== Selection ==
— BEGIN —
ANTLR is very flexible. I can use my own exception types, change the error handling behaviour quite a bit, and get a lot of parse state information for error reporting.

Parsing with PyParsing

As long I'm here, Paul McGuire did a chemical formula calculator using PyParsing. I might as well show and time that one. I didn't have PyParsing installed but it's available through PyPI and easy_install by doing:

easy_install pyparsing

Once installed I created this module, named "pyparsing_mw.py"

"""Calculate the molecular weight given a molecular formula

Parse the formula using PyParsing.
"""
# pyparsing_mw.py
#
# This code is a modification of
#   http://pyparsing.wikispaces.com/space/showimage/chemicalFormulas.py
# done by Andrew Dalke

# chemicalFormulas.py
#
# Copyright (c) 2003, 2007, Paul McGuire
#

from pyparsing import Word, Optional, ZeroOrMore, Group, ParseException

# define a simple Python dict of atomic weights, with chemical symbols
# for keys.
# The original numbers were more precise than mine; I changed
# them to match what I was using so the tests continue to pass -- Andrew
atomicWeight = {
    'H': 1.00794,
    'C': 12.001,
    'Cl': 35.453,
    'O': 15.999,
    'S': 32.06,
    #"Na" : 22.9897,  # from the original code
    }

# define some strings to use later, when describing valid lists 
# of characters for chemical symbols and numbers
caps = "ABCDEFGHIJKLMNOPQRSTUVWXYZ"
— END —
== Excerpted data ==
— BEGIN —
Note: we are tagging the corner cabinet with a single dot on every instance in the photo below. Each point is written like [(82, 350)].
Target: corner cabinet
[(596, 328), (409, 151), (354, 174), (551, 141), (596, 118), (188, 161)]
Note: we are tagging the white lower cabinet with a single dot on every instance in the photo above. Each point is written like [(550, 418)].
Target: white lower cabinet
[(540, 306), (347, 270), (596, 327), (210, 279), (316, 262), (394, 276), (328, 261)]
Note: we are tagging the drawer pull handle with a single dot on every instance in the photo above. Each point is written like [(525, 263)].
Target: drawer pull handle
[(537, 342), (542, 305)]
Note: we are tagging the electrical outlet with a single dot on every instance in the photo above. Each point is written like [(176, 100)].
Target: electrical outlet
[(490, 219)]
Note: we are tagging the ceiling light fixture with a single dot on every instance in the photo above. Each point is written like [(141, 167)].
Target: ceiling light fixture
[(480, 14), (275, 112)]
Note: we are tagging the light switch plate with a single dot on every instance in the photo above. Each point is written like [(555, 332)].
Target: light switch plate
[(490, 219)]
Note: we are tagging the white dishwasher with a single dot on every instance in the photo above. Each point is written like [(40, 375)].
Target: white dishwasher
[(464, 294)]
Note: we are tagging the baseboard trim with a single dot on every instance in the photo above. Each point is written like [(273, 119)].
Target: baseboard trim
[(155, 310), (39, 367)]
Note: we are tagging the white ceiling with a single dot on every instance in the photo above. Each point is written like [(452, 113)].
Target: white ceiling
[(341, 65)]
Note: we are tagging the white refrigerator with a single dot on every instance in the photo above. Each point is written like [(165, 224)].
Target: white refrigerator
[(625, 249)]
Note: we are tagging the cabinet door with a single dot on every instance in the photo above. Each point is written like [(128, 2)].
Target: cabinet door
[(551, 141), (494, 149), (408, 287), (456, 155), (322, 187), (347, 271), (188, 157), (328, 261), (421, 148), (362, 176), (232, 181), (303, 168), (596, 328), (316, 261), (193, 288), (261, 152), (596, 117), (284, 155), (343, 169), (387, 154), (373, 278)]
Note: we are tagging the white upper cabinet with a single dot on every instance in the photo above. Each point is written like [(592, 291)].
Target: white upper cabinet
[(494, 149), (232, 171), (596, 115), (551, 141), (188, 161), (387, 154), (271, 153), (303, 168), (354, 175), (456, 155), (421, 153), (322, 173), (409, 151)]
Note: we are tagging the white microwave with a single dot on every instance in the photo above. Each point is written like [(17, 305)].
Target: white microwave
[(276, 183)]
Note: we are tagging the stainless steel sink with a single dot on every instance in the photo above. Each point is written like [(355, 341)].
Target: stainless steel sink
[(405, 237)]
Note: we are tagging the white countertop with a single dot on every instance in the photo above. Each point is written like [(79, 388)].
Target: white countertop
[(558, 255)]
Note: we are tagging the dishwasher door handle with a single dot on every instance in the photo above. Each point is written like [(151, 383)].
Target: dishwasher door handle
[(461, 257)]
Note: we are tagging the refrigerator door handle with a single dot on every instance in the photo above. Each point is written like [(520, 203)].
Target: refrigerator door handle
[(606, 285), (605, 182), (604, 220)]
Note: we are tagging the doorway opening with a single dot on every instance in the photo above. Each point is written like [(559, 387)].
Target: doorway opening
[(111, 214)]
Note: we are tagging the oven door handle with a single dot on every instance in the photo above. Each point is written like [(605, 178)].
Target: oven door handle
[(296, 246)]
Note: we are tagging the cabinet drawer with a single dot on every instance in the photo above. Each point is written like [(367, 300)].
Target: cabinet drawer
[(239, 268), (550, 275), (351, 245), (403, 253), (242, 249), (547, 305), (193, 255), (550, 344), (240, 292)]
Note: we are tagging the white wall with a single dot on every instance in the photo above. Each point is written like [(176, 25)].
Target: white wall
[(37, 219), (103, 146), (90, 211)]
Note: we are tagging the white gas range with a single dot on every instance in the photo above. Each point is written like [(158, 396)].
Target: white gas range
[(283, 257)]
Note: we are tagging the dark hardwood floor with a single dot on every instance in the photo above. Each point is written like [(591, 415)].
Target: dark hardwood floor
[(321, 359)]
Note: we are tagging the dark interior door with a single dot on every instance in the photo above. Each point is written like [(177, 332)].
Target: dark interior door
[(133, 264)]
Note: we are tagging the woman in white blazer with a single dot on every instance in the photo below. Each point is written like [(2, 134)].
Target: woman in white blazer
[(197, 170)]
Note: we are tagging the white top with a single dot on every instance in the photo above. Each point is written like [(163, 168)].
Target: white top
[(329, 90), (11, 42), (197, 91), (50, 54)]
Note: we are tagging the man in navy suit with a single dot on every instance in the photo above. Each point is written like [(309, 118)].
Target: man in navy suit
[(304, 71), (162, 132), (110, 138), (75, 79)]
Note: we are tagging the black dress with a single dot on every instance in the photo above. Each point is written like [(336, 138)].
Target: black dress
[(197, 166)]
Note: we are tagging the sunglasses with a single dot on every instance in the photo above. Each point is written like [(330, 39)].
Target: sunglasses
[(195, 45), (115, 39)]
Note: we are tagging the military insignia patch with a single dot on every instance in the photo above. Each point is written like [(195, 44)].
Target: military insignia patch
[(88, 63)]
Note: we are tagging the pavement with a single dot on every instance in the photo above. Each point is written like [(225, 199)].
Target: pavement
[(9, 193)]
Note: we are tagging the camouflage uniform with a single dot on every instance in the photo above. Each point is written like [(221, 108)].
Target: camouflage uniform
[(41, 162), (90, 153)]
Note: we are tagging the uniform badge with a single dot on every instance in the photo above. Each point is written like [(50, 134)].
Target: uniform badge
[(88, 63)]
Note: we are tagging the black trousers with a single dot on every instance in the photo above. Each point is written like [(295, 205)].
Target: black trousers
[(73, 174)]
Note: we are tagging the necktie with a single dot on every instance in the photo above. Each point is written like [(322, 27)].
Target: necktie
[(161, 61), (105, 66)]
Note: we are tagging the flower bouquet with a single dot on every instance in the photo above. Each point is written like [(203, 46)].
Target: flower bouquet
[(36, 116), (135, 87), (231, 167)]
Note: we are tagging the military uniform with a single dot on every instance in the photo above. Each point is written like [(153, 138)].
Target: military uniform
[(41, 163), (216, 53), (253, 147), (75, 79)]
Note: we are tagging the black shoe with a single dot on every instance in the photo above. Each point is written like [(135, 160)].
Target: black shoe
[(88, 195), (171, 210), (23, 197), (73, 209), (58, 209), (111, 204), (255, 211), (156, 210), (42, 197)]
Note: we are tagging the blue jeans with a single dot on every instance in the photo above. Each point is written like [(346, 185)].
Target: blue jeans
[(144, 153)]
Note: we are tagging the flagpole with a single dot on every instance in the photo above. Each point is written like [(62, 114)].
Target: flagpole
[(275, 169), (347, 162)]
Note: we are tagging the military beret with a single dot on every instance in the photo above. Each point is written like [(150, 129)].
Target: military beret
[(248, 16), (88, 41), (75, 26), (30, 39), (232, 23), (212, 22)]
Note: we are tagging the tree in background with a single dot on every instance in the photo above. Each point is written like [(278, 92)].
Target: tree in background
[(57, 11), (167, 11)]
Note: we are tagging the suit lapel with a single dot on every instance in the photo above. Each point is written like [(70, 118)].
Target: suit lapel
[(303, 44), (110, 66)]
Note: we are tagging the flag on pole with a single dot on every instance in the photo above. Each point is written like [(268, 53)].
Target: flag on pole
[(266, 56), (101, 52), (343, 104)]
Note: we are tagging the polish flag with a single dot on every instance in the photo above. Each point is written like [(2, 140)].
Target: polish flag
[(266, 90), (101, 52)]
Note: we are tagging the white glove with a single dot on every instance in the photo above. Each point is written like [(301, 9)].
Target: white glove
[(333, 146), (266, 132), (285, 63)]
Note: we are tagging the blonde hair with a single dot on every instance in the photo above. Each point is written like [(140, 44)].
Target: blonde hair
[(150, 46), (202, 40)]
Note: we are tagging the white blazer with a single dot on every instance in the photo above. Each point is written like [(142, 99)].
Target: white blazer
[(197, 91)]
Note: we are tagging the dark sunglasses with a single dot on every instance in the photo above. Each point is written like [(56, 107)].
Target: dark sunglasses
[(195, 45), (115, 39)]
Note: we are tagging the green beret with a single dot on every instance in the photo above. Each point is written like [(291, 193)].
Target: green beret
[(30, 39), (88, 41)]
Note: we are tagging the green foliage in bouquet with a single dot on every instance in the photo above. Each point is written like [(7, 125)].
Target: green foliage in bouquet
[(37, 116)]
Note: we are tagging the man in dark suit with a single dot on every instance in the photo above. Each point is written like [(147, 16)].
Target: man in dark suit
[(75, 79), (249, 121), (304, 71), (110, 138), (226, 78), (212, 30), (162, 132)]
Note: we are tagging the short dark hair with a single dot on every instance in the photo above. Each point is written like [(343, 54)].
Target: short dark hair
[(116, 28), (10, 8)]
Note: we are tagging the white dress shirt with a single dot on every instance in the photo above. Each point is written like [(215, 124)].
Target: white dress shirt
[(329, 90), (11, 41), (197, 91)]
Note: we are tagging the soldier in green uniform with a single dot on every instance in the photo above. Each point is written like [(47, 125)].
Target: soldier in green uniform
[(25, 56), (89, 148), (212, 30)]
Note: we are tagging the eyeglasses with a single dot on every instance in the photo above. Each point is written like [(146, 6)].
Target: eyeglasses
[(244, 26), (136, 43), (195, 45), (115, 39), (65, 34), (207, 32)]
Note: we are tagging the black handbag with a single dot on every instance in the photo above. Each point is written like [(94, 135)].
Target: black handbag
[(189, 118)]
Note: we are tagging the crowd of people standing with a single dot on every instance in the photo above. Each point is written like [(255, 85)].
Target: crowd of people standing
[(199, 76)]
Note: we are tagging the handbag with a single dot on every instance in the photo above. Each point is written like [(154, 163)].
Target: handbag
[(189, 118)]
— END —
== Set of tasks ==
A) What atomic weight does the PyParsing excerpt give for the symbol 'Cl'?
B) Reproduce the part of the PyParsing excerpt that opens with the words containing "ANTLR is very" and closes with "for error reporting.".
C) Render this sentence from the PyParsing excerpt in Spanish: "I can use my own exception types, change the error handling behaviour quite a bit, and get a lot of parse state information for error reporting."
The entries aren't needed for any of this.

== Per-task answers ==
A) 35.453

B)
ANTLR is very flexible. I can use my own exception types, change the error handling behaviour quite a bit, and get a lot of parse state information for error reporting.

C) Puedo usar mis propios tipos de excepción, cambiar bastante el comportamiento del manejo de errores y obtener mucha información sobre el estado del análisis para informar de los errores.